Exercise directions:
Rewrite all of the material below, substituting "instance" wherever "occurrence" appears and leaving everything else unchanged. Omit the pictures from your reproduction.

Start of Material to process

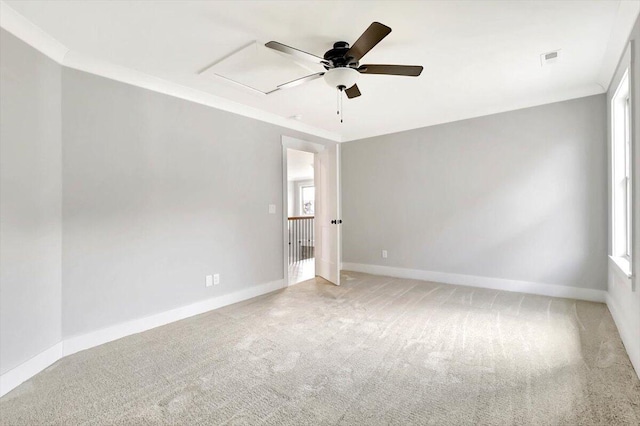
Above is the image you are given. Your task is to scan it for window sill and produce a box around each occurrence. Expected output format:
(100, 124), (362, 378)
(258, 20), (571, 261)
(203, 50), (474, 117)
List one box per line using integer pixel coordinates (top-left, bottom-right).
(609, 256), (633, 279)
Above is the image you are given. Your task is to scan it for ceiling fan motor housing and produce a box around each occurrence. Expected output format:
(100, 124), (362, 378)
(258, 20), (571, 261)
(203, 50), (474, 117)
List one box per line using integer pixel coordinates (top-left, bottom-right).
(324, 41), (358, 69)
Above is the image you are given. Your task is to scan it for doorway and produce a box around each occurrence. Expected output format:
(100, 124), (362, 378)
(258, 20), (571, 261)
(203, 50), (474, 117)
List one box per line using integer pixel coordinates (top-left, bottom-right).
(287, 148), (316, 285)
(282, 135), (342, 285)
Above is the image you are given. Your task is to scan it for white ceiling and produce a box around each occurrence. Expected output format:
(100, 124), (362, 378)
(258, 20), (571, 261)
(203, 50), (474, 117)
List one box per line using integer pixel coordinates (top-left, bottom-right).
(287, 149), (313, 181)
(6, 0), (640, 141)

End of Material to process

Complete answer:
Above is the image you are given. Your task is to scan it for window sill and produce a box around each instance. Expected output format:
(100, 124), (362, 378)
(258, 20), (571, 261)
(203, 50), (474, 117)
List one box per line using integer pixel coordinates (top-left, bottom-right).
(609, 256), (633, 279)
Above is the image you are given. Your task is to scan it for ceiling fan motor housing and produce a box around each instance. Expected output format:
(100, 124), (362, 378)
(258, 20), (571, 261)
(203, 50), (474, 117)
List one box per line using integer pixel coordinates (top-left, bottom-right).
(324, 41), (358, 69)
Above is the image you are given. Your task is to scan it for doorway and produce a box around each instance. Expected output format:
(100, 124), (362, 378)
(258, 20), (571, 261)
(203, 50), (474, 117)
List one box per line using integer pixel coordinates (top-left, bottom-right).
(287, 148), (316, 285)
(282, 135), (342, 285)
Above is the image you are given. Your task is to scan it for white ceiling and produce a box around each instance. Expected output format:
(100, 124), (362, 378)
(258, 20), (571, 261)
(203, 50), (474, 117)
List one box per line using integer pixel coordinates (top-left, bottom-right).
(287, 149), (313, 181)
(6, 0), (640, 141)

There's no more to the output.